**Task prompt**
Return each line of the listing below that contains the string "vegetation". Matching is case-sensitive.

**Dataset records**
===

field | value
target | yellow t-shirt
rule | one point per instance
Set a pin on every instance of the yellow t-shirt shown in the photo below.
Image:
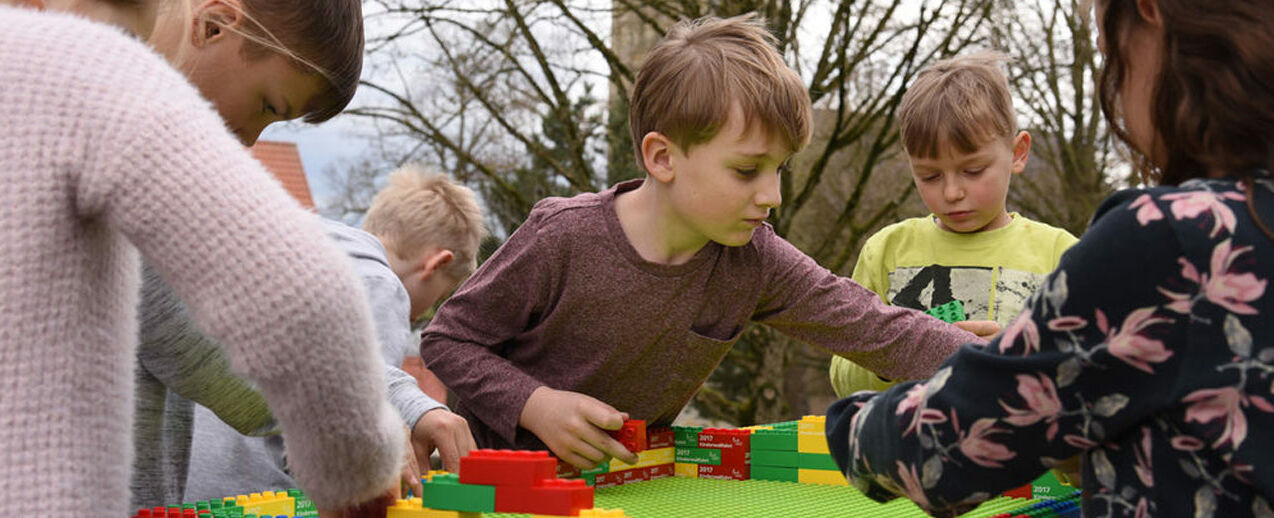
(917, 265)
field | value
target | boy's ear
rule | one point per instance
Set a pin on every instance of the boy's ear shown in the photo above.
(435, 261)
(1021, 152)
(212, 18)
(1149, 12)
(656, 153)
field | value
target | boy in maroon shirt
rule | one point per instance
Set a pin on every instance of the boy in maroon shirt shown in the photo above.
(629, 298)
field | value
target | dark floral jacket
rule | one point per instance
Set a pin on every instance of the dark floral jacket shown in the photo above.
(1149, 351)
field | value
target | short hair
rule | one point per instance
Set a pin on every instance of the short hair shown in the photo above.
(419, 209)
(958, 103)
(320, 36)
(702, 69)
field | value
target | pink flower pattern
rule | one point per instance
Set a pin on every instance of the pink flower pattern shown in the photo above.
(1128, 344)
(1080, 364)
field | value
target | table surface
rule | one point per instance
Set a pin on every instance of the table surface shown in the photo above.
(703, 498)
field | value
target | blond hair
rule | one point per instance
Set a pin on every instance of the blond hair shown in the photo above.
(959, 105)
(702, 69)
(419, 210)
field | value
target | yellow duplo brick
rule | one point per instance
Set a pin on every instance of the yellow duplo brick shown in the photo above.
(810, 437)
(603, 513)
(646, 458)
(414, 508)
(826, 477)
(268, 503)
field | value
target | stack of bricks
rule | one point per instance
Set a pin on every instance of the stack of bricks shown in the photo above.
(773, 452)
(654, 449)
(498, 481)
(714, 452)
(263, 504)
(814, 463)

===

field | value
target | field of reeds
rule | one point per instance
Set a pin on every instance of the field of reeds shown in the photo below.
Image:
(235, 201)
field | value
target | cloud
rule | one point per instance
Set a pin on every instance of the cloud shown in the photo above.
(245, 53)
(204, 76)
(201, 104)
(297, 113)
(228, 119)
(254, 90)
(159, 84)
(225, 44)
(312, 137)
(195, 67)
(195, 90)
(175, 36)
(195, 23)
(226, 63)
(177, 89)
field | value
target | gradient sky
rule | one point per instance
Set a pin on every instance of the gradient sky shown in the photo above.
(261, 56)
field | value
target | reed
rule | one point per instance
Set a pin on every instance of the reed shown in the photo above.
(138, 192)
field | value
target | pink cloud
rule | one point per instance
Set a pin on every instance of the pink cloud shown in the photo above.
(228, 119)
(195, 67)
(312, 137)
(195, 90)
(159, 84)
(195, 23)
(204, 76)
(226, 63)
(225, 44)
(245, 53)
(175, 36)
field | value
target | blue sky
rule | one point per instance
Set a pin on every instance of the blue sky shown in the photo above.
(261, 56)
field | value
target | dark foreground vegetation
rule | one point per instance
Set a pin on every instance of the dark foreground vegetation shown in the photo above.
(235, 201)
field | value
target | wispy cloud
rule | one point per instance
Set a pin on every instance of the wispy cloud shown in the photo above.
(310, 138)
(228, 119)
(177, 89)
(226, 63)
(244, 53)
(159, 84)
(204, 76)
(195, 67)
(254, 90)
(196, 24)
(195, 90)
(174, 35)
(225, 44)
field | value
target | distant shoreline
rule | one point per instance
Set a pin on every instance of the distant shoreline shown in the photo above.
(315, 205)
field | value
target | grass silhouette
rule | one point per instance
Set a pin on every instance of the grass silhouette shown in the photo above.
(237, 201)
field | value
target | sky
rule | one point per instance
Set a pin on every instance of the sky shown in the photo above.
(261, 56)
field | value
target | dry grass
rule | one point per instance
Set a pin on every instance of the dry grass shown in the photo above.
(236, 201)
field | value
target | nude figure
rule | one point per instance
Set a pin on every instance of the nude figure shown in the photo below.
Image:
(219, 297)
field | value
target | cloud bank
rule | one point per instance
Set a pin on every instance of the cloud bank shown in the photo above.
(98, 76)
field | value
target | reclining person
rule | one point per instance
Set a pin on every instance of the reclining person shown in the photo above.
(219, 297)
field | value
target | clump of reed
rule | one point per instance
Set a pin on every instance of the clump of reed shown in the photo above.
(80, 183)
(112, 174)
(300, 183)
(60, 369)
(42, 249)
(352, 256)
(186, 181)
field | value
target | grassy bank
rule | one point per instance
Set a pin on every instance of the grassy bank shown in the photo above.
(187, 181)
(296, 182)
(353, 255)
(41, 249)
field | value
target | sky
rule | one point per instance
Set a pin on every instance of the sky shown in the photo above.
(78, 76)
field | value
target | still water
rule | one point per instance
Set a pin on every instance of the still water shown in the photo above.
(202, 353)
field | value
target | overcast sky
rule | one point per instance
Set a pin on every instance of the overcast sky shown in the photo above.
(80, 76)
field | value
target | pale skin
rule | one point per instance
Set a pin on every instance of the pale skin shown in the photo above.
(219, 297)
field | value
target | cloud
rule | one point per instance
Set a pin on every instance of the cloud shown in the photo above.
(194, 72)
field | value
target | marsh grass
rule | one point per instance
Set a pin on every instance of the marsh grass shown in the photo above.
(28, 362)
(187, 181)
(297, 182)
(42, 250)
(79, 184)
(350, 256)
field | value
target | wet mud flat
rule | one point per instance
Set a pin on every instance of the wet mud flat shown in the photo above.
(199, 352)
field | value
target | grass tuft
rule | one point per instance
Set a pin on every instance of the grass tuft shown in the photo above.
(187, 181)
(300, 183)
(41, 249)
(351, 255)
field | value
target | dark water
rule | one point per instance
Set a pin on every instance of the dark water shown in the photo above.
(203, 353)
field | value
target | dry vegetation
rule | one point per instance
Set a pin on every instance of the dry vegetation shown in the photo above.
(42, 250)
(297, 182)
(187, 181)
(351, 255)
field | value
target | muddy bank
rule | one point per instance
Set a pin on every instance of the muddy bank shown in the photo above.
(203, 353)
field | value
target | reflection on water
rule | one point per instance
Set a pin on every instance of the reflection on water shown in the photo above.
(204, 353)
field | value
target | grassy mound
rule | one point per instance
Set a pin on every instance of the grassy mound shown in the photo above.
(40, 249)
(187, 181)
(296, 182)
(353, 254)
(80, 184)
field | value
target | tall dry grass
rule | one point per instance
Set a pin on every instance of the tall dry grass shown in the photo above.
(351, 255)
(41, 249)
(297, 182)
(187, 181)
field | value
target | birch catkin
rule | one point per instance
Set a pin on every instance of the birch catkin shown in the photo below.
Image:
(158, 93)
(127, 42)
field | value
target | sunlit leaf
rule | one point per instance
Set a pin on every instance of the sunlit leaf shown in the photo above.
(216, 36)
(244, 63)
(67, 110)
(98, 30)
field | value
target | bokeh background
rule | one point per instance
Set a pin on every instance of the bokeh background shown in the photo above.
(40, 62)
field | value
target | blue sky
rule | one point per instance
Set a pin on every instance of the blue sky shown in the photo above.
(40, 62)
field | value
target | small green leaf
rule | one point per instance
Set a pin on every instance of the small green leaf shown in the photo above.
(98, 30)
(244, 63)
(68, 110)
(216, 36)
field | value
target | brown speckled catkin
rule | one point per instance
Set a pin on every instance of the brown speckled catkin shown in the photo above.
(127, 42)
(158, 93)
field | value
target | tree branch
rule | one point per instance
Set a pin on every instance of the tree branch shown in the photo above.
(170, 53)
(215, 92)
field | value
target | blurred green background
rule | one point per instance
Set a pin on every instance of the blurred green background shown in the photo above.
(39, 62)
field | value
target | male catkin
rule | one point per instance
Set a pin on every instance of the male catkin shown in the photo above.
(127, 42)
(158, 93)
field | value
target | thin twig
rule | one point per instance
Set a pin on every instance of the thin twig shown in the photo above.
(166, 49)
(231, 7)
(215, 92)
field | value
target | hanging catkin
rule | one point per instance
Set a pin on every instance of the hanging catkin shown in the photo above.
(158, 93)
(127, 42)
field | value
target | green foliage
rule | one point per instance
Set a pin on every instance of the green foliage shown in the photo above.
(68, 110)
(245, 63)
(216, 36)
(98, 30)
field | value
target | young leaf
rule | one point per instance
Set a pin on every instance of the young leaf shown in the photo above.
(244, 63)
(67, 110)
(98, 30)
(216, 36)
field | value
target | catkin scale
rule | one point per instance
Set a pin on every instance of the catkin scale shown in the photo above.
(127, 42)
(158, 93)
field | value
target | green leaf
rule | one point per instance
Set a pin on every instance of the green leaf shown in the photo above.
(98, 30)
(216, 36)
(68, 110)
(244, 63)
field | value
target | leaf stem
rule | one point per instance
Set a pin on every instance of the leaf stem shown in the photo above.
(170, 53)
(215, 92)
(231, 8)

===

**Expected output**
target | dark foreground vegetation
Set a pin on every instance of the dark foreground vegetation shown in the photo above.
target | dry vegetation
Set a pin on every instance of the dry vegetation shown in the photo above.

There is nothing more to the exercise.